▶ [Page]
* * *
Reactions: Like 2 | Way Cool 1


----------



## Strider

Tricky part- the front of the handle. The palisander wood really likes to chip off...to splinter off. Not hard to work with once you get the hang of it. But, it does smell like a urinal in a desert lounge bar on the longest interstate road ;D 


 
Fun and interesting detail. Oxidation (by HT) scale removal...left it's mark. Mom sure does like my chem experiments in the kitchen.



(not really)


 

The knives are for sale, so if anyone wants any changes, suggestions or advice, I'm open for business. And, yes, I shall put the add, the sale thread once I'm done. 
More to come, WIP after all ;)

Reactions: Like 9 | Way Cool 3


----------



## barry richardson

Cool thread Loris! I really enjoyed it, looking forward to seeing the finished product.

Reactions: Agree 2


----------



## manbuckwal

Very cool process ! Thanks for sharing !!!

Reactions: Agree 1


----------



## NYWoodturner

Great thread Loris. Keep em coming!


----------



## Molokai

Good thread... reminds me of old days when i didnt have a grinder...

Reactions: Like 1 | Funny 1


----------



## Kevin

Great thread Loris. You put a lot of time in on that file. Like the others I can't wait to see the finished product and I hope one of our members buys the knives.

Your lounge urinal joke was so descriptive I got a little nauseated lol.

Reactions: Agree 1 | Funny 2


----------



## Sprung

Awesome thread! I'll be looking forward to watching the progress on these knives!

Reactions: Thank You! 1


----------



## Kauri_Man

Hi Tomislav, 

I hope to see the finished knife when you are done please bud. 

I want to show your knives to my friend in Virginia USA who is a bit of a knife collector/enthusiast but am having trouble locating pics of the finished product.

cheers,
Matt


----------



## Molokai

Kauri_Man said:


> Hi Tomislav,
> 
> I hope to see the finished knife when you are done please bud.
> 
> I want to show your knives to my friend in Virginia USA who is a bit of a knife collector/enthusiast but am having trouble locating pics of the finished product.
> 
> cheers,
> Matt


Actually i am not a creator of this knife. Loris, also from Croatia made these. Maybe that confused you. I will send you some photos of my knives to your mail.


----------



## NeilYeag

Loris, what is the reason for the old file, clamped behind the blade in picture 1?

Neil


----------



## Kauri_Man

Molokai said:


> Actually i am not a creator of this knife. Loris, also from Croatia made these. Maybe that confused you. I will send you some photos of my knives to your mail.


oops please forgive me for that Tom and Loris, I just clicked a knife thread off your profile page so then speed broused mainly the pics before posting. I know how much love goes into your knives so I'm excited to show my friend some pics. Loris gread thread bud, cant wait to see more. I like the chalk board pic, you did your home work ;)
* * *
▶ [Extracted data]
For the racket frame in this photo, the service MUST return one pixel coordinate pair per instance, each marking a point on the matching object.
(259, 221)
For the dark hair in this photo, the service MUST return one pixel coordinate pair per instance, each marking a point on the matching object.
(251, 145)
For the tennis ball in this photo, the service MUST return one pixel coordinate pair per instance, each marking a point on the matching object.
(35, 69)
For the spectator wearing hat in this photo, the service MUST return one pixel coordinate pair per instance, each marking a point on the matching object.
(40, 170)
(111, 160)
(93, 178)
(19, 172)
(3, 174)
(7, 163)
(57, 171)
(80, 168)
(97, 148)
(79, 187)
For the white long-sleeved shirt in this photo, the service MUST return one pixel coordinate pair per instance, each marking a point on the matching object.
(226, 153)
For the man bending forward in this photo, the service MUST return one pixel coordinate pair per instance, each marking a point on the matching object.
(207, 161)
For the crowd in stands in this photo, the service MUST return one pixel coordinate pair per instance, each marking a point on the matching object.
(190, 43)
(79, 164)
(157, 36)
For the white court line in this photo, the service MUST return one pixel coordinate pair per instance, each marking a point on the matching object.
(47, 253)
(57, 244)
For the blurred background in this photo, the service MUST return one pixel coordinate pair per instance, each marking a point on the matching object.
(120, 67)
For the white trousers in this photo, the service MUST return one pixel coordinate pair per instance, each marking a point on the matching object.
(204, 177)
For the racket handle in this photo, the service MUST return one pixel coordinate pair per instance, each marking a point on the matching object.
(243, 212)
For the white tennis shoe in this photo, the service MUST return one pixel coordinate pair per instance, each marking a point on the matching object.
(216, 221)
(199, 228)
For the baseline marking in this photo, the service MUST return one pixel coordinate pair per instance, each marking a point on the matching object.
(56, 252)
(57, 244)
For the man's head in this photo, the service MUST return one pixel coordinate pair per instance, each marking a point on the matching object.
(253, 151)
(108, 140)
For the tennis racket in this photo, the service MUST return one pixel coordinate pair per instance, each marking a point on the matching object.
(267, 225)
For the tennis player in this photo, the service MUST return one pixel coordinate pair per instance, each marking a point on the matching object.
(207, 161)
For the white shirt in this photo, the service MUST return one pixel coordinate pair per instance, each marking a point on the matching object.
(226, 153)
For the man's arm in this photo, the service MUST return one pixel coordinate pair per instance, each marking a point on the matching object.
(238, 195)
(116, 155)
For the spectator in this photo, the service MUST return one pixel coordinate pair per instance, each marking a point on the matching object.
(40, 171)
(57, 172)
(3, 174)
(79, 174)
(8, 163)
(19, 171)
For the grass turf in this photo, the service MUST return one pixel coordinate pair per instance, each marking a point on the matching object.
* * *
▶ [Aim] Reproduce the knife-making thread between "Tricky part- the" and "in the kitchen.", inclusive, renaming "palisander" to "rosewood".

▶ [Expected output]
Tricky part- the front of the handle. The rosewood wood really likes to chip off...to splinter off. Not hard to work with once you get the hang of it. But, it does smell like a urinal in a desert lounge bar on the longest interstate road ;D 


 
Fun and interesting detail. Oxidation (by HT) scale removal...left it's mark. Mom sure does like my chem experiments in the kitchen.